**SOURCE EXTRACT:**
## begin

Investment Team – Portfolio Managers
Portfolio Managers
Bruce Karsh, Wayne Dahl, Armen Panossian, Danielle Poli, and David Rosenberg manage the Fund. Bruce Karsh is the lead portfolio manager for the Fund. Their professional backgrounds are below.
Bruce Karsh
Co-Founder, Chief Investment Officer and Portfolio Manager
Mr. Karsh is Oaktree’s Co-Chairman and one of the firm’s co-founders. He also is Chief Investment Officer and serves as portfolio manager for Oaktree’s Opportunities, Value Opportunities and Global Credit strategies, including the Oaktree Diversified Income Fund. Prior to co-founding Oaktree, Mr. Karsh was a managing director of TCW Asset Management Company, and the portfolio manager of the Special Credits Funds from 1988 until 1995. Prior to joining TCW, Mr. Karsh worked as Assistant to the Chairman of SunAmerica, Inc. Prior to that, he was an attorney with the law firm of O’Melveny & Myers. Before working at O’Melveny & Myers, Mr. Karsh clerked for the Honorable Anthony M. Kennedy, then of the U.S. Court of Appeals for the Ninth Circuit and retired Associate Justice of the U.S. Supreme Court. Mr. Karsh holds an A.B. degree in economics summa cum laude from Duke University, where he was elected to Phi Beta Kappa. He went on to earn a J.D. from the University of Virginia School of Law, where he served as Notes Editor of the Virginia Law Review and was a member of the Order of the Coif. Mr. Karsh serves on the boards of a number of privately held companies. He is a member of the investment committee of the Broad Foundations. Mr. Karsh is Trustee Emeritus of Duke University, having served as Trustee from 2003 to 2015, and as Chairman of the Board of DUMAC, LLC, the entity that managed Duke’s endowment, from 2005 to 2014.

## end

Excerpts from point annotation data:
## begin

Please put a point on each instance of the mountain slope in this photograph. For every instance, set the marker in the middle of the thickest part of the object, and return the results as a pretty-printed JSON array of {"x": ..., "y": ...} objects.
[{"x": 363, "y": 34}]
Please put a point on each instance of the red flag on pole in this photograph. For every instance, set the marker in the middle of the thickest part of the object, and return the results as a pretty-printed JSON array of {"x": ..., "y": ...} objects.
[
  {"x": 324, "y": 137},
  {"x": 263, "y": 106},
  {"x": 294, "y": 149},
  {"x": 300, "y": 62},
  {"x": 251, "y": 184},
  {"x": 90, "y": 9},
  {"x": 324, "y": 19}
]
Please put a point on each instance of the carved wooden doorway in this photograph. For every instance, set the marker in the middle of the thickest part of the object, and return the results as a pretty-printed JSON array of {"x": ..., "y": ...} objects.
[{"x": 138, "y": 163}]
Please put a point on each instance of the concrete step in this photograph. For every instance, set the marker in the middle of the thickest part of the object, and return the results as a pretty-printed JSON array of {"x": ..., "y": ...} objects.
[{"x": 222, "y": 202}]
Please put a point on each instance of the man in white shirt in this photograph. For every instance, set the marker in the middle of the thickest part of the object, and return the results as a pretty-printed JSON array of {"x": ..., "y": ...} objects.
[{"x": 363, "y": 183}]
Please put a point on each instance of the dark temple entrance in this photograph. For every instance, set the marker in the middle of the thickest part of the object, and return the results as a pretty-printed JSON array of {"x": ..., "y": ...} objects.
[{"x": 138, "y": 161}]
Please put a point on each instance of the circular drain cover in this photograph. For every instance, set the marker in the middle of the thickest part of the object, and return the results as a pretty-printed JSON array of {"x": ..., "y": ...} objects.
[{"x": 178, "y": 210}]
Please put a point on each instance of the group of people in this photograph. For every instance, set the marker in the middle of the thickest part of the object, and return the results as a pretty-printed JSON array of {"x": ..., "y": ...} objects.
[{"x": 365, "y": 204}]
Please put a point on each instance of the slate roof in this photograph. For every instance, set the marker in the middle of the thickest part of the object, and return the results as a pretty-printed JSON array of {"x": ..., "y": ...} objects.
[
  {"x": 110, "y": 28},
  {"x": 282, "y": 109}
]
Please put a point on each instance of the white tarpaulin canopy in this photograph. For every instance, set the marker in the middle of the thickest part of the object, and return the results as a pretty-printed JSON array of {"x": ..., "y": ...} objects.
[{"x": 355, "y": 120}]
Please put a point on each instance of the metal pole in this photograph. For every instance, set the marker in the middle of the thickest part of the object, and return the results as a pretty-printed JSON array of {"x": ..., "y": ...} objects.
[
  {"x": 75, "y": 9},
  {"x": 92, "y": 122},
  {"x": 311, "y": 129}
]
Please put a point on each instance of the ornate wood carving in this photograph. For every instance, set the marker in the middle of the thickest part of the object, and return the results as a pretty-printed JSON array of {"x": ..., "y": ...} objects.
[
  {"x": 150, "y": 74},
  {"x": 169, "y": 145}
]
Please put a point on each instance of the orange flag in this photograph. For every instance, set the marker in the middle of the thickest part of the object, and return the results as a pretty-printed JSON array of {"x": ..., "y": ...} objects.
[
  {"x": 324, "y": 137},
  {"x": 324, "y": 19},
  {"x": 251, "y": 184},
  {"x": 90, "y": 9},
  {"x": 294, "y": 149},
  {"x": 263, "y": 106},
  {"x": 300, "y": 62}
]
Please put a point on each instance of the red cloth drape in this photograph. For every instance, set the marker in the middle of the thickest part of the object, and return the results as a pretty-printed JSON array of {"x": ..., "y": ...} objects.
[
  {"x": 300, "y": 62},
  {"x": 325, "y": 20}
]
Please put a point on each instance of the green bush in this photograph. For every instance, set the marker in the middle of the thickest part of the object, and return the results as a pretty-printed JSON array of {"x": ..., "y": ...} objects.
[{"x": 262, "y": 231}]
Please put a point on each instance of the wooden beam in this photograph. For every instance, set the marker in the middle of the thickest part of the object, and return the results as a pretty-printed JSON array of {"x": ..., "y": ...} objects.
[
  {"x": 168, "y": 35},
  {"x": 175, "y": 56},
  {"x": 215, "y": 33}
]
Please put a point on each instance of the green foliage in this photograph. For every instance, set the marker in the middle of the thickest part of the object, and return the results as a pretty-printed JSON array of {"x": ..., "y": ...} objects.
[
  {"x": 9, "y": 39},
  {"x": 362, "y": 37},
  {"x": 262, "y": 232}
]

## end

**PROMPT A:** In the portfolio manager profile, during which years was Mr. Karsh the portfolio manager of the Special Credits Funds?
**PROMPT B:** Duplicate the portion of the portfolio manager profile starting at "Investment Team –" and ending at "backgrounds are below.".
The listing is unrelated material and stands apart from the portfolio manager profile.

**RIGHT ANSWER A:** From 1988 until 1995.

**RIGHT ANSWER B:**
Investment Team – Portfolio Managers
Portfolio Managers
Bruce Karsh, Wayne Dahl, Armen Panossian, Danielle Poli, and David Rosenberg manage the Fund. Bruce Karsh is the lead portfolio manager for the Fund. Their professional backgrounds are below.